| Data to use |

◆ ◆ ◆ ◆ ◆

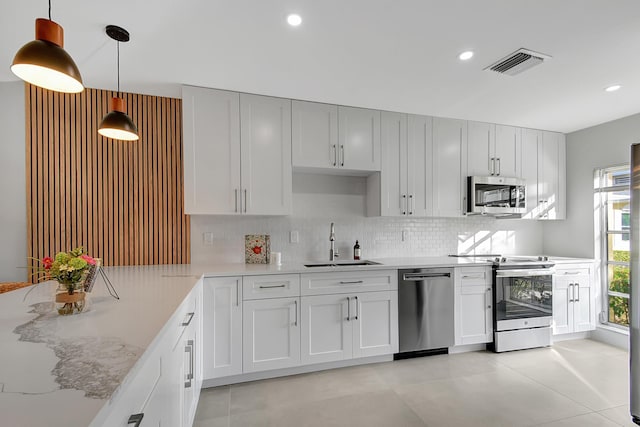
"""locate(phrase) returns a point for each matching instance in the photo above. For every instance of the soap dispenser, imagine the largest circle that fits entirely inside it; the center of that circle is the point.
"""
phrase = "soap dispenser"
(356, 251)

◆ ◆ ◆ ◆ ◆

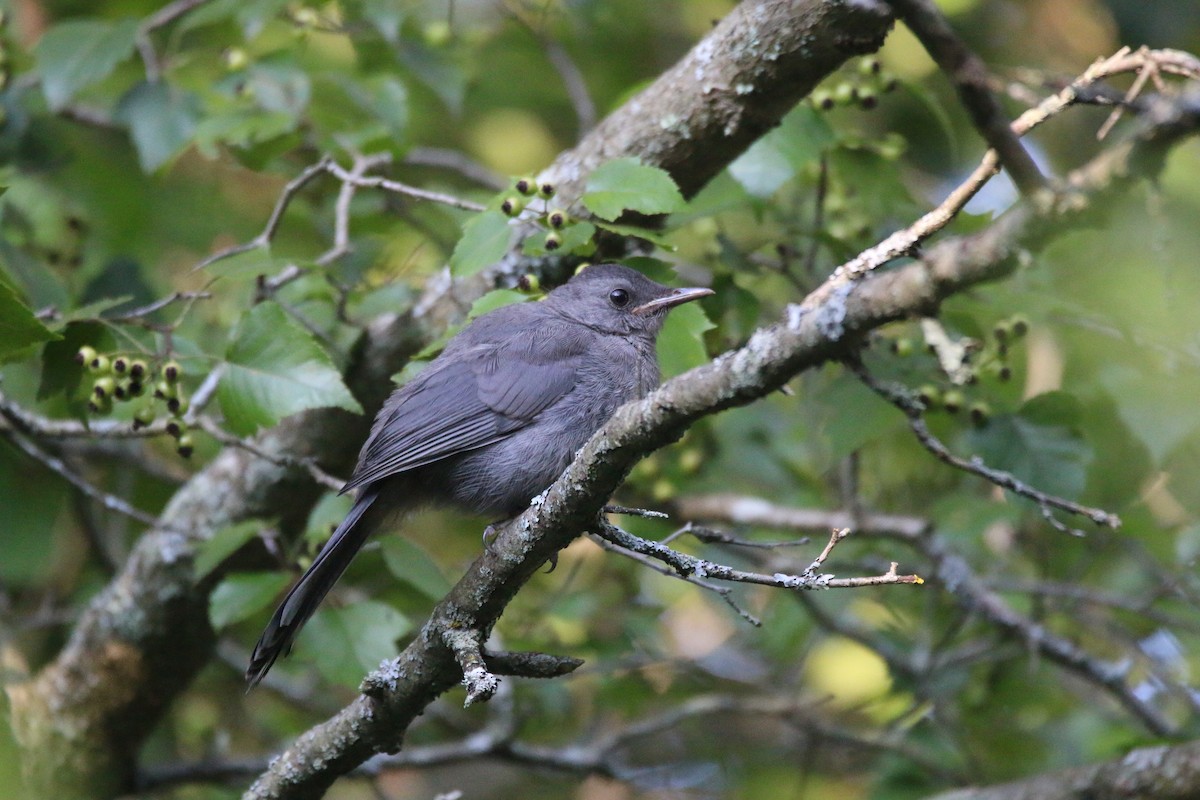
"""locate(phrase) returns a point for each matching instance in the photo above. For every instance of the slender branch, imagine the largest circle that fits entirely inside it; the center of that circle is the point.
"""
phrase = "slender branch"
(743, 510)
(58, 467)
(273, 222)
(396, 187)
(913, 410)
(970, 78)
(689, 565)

◆ ◆ ◆ ◆ ◆

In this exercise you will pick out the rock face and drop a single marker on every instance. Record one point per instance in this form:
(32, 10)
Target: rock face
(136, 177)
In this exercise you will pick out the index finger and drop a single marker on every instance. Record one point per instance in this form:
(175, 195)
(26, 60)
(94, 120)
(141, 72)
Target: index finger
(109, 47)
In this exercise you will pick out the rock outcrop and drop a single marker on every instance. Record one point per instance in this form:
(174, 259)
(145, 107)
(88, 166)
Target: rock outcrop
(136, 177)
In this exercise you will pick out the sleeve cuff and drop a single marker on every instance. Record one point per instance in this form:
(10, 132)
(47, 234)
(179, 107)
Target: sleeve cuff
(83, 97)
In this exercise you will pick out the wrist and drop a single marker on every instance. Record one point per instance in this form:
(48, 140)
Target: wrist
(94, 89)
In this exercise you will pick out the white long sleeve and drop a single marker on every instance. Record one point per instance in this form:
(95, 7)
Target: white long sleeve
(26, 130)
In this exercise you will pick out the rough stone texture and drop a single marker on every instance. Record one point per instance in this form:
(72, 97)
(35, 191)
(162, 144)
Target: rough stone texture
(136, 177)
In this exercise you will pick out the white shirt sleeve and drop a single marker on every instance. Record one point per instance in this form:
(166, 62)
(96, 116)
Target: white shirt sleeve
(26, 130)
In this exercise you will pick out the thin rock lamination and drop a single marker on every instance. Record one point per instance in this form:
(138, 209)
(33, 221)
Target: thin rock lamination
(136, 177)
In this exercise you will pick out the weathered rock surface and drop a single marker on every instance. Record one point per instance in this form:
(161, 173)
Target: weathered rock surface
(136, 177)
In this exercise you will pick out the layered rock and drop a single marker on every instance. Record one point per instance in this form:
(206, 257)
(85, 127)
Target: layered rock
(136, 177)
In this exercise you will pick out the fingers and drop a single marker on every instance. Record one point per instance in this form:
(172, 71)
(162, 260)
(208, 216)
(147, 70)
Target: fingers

◆ ◆ ◆ ◆ ◆

| Description of the task |
From the records above, reproduce exactly the lines from the one with "Target: white shirt sleeve" to the one with "Target: fingers", both included, and no others.

| Written solution |
Target: white shirt sleeve
(26, 130)
In this exercise you will pick out the thin rock lamination and drop a single marker on every instance. Record one point per instance in this form:
(138, 209)
(33, 221)
Target: thin rock lamination
(136, 177)
In this exercise you will pick out the weathered rock surface and drop a single marker on every instance. Record one point per instance in this form:
(161, 173)
Target: weathered rock surface
(136, 177)
In this exercise you will pick out the layered rock and drop a single marker on every instance. Record one point per instance in this form:
(206, 257)
(85, 127)
Target: layered rock
(136, 177)
In this exercise you will pick out the fingers and drop a single marker on every instance. Record one point per instance in this form:
(172, 71)
(162, 260)
(208, 216)
(147, 70)
Target: fingers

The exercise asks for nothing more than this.